Exercise directions
Locate every line in the material below that contains the string "statue", and copy each such line in full. Matching is case-sensitive.

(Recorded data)
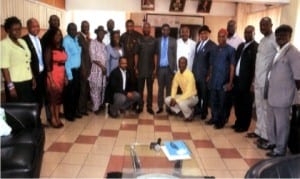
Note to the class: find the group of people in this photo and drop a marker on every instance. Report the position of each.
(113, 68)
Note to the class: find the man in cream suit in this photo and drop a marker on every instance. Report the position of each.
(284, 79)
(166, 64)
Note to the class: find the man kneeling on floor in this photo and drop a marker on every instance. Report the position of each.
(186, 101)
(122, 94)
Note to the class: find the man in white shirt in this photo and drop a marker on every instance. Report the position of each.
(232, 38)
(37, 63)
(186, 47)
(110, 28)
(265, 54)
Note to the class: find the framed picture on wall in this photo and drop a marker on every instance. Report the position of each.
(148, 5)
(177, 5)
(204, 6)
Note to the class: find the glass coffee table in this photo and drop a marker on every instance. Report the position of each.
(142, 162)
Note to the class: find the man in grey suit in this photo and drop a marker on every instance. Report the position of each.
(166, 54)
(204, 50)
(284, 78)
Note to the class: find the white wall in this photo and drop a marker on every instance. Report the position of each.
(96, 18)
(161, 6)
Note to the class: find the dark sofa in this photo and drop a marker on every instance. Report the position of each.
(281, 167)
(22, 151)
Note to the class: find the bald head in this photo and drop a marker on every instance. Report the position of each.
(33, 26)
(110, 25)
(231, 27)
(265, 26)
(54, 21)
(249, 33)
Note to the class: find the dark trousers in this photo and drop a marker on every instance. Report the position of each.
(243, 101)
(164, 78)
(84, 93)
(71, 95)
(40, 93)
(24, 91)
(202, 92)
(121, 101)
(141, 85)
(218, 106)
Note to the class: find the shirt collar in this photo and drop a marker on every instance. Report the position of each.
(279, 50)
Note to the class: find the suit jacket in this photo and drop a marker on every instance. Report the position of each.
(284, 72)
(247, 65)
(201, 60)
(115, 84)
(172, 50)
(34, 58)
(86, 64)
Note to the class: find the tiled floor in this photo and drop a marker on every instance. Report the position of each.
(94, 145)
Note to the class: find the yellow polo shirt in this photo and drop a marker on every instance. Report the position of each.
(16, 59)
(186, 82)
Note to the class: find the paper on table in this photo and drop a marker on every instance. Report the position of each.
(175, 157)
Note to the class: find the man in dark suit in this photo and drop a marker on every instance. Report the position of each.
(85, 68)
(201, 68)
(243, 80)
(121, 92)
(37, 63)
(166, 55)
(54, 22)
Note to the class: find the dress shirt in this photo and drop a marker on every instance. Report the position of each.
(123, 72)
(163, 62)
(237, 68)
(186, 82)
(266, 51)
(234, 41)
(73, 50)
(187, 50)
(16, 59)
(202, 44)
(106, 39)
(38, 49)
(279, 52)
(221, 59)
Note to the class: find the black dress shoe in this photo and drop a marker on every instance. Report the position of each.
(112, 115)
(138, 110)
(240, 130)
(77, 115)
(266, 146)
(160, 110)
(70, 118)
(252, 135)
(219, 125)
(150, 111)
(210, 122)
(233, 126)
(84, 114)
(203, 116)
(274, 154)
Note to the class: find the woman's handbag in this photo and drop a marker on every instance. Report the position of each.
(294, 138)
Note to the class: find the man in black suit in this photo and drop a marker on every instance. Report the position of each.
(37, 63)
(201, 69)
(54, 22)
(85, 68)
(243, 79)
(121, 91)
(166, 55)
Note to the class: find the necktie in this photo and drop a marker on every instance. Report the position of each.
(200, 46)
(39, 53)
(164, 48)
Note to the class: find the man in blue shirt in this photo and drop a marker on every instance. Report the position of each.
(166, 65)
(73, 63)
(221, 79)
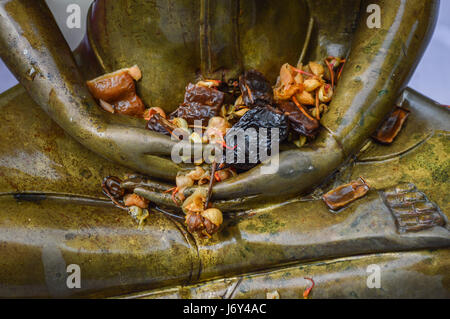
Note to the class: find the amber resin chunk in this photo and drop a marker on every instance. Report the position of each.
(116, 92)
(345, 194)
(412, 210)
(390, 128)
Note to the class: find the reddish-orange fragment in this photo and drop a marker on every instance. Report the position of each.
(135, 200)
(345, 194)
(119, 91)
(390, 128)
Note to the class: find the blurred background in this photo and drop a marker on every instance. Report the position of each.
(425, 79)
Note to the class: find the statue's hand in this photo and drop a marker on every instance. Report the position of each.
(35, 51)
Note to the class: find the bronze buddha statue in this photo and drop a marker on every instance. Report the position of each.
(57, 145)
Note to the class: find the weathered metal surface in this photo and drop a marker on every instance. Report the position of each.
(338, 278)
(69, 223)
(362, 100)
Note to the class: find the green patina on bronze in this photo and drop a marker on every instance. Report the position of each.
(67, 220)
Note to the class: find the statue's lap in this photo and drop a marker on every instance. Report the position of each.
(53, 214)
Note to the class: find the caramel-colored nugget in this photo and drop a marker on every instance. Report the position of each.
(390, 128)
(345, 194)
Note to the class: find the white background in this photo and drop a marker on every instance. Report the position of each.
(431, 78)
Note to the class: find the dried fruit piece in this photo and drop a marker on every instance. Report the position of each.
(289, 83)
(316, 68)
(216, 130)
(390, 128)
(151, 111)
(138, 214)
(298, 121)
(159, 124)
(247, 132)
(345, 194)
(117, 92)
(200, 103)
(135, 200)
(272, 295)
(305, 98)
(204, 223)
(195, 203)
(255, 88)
--
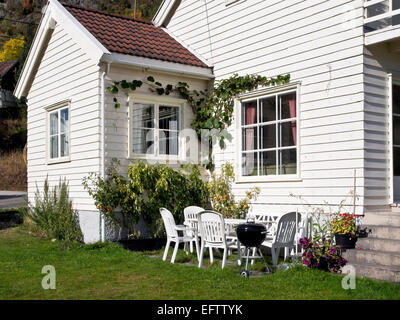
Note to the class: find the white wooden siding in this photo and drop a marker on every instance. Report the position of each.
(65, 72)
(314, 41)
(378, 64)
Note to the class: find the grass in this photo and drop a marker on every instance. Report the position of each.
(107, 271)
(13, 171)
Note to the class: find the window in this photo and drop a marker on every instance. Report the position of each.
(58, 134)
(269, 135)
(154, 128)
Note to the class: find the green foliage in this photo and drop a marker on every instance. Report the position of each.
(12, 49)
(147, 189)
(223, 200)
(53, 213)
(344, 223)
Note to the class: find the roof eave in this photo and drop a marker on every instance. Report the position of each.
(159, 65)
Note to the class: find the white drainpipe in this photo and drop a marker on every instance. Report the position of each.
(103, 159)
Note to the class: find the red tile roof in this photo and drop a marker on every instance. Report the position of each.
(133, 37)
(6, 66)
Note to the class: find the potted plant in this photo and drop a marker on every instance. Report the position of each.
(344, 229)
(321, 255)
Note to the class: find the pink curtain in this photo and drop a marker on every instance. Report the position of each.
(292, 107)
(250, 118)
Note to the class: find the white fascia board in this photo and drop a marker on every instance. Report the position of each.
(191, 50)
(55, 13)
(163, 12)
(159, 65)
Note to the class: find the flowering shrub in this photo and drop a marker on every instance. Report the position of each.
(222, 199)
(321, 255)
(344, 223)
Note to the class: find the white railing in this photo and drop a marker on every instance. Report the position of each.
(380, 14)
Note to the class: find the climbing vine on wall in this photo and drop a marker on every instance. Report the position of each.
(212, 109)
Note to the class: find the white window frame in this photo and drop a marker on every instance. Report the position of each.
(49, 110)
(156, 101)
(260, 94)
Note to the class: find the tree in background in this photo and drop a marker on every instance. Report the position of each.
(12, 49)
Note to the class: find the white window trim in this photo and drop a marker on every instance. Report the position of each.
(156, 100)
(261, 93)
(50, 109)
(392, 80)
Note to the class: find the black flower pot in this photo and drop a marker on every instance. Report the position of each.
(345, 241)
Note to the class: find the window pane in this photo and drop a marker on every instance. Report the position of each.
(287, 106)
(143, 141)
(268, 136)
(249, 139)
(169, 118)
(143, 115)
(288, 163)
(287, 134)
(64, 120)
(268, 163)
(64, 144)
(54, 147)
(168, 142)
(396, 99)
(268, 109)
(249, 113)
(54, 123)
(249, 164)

Answer to the task
Note to the class: find the statue's hand in this photo and drop a marker on every instance. Report the position of each.
Note to the class: find the bronze buddha statue in this photo and drop a marker on every instance. Report the position of each.
Note to the class: find the statue's lap in this photo and drop a marker on every instance. Report the position of each.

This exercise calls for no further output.